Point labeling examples

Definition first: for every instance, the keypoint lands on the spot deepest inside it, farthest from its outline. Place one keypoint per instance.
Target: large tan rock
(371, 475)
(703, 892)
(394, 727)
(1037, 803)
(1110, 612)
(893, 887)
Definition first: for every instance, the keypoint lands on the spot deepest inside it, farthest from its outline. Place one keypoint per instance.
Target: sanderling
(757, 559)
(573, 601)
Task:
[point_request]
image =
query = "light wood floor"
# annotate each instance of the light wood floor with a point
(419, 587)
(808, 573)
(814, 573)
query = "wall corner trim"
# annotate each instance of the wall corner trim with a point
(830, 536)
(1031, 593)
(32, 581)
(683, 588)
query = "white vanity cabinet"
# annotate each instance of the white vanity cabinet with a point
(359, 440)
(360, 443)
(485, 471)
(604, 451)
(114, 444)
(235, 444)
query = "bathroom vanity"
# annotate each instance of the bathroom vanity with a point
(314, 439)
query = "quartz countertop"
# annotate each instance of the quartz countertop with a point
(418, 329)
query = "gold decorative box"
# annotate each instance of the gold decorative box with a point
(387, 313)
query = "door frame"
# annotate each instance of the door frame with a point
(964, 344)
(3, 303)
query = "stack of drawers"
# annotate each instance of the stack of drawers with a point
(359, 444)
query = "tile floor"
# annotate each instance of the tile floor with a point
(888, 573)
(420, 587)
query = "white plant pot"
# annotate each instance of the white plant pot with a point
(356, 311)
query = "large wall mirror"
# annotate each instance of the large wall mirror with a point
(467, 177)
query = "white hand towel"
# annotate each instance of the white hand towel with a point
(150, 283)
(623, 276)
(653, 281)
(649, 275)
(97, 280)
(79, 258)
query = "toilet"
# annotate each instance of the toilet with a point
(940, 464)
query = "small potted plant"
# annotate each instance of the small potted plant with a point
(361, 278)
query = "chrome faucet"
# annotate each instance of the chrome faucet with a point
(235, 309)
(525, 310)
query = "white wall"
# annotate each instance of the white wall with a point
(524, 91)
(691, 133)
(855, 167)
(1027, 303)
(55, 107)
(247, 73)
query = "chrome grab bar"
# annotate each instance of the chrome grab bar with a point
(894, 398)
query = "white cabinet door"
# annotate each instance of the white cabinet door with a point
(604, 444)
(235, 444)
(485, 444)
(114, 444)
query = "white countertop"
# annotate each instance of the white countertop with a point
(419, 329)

§ Exercise task:
Set down all of the entries exactly, please.

§ Worked answer:
Definition first: for every instance, the keypoint lands on the spot deepest inside it, farthest from its outline. Place one keypoint per instance.
Target: large tan rock
(371, 475)
(703, 892)
(394, 727)
(1037, 803)
(1110, 612)
(893, 887)
Definition first: for every instance, the keypoint lands on the spot deepest inside it, farthest from its outline. Place one keypoint per instance.
Target: sanderling
(757, 559)
(573, 601)
Task:
[point_request]
image =
query = "light wood floor"
# annotate each instance of the light wood floor with a point
(419, 587)
(808, 573)
(814, 573)
query = "wall corner trim"
# annotate each instance of the wall corner trim with a point
(830, 536)
(1031, 593)
(32, 581)
(683, 588)
query = "white vanity cabinet"
# annotate each instance of the white vanity cabinet with a point
(359, 440)
(360, 443)
(485, 471)
(604, 451)
(114, 444)
(235, 444)
query = "bathroom vanity"
# annotate each instance of the bathroom vanity with a point
(314, 439)
query = "quartz countertop"
# annotate each instance of the quartz countertop with a point
(418, 329)
query = "gold decorative box"
# annotate each instance of the gold decorative box with a point
(387, 313)
query = "door frame"
# annotate each instance of the door frame with a point
(964, 344)
(3, 303)
query = "stack of drawers"
# annotate each instance of the stack of drawers with a point
(359, 444)
query = "tile floor"
# annotate each instance of the tile floor with a point
(888, 573)
(420, 587)
query = "white plant pot"
# annotate each instance of the white plant pot with a point
(356, 311)
query = "large wall mirror"
# annotate each instance of the large wall mirror with a point
(467, 177)
query = "white hand towel"
# annotate each instance of the white hand towel with a point
(150, 283)
(623, 276)
(653, 281)
(649, 275)
(97, 280)
(79, 258)
query = "toilet"
# annotate each instance of the toilet with a point
(940, 464)
query = "small potted plant"
# annotate each instance of the small potted plant with a point
(361, 278)
query = "chrome faucet"
# annotate each instance of the chrome faucet with a point
(235, 309)
(525, 310)
query = "white wall"
# annotate each instance of the white wall with a point
(524, 91)
(691, 133)
(855, 167)
(1027, 303)
(55, 107)
(247, 73)
query = "chrome grab bar"
# annotate each instance of the chrome grab bar with a point
(894, 398)
query = "white cabinet door"
# annotate each instance of the white cabinet door with a point
(604, 444)
(235, 444)
(485, 444)
(114, 444)
query = "white countertop"
# annotate each instance of the white countertop with a point
(419, 329)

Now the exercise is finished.